Ausgangsdaten:
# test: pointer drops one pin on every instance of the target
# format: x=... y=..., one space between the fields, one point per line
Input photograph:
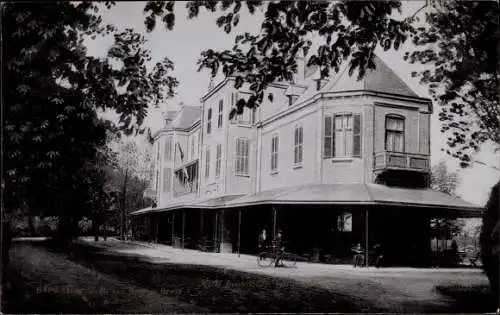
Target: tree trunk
x=124 y=202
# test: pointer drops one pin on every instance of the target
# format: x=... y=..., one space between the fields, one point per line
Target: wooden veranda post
x=239 y=231
x=366 y=239
x=274 y=223
x=173 y=229
x=183 y=227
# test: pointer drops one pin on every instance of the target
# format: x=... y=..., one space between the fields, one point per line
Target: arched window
x=394 y=133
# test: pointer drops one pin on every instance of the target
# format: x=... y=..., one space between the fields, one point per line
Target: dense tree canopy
x=349 y=28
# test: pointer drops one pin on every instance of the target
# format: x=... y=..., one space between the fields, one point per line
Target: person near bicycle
x=279 y=248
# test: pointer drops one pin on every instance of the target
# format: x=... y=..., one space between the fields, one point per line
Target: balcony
x=401 y=161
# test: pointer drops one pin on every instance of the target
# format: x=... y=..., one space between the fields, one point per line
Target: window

Aufgabenstellung:
Schreib den Abschnitt vom Anfang der Datensätze bis einschließlich der Zeile mit „x=183 y=227“ Zeile für Zeile unverändert ab. Die Bilder nimmst du nicht in die Antwort auf.

Richtige Antwort:
# test: pointer drops one pin on every instance of the target
# format: x=... y=..., one space between the fields, one point per line
Input photograph:
Target: tree trunk
x=124 y=202
# test: pointer drops one pin on every instance of the target
# format: x=... y=..., one space between the fields, one point per line
Target: wooden veranda post
x=239 y=231
x=366 y=239
x=274 y=223
x=173 y=229
x=183 y=227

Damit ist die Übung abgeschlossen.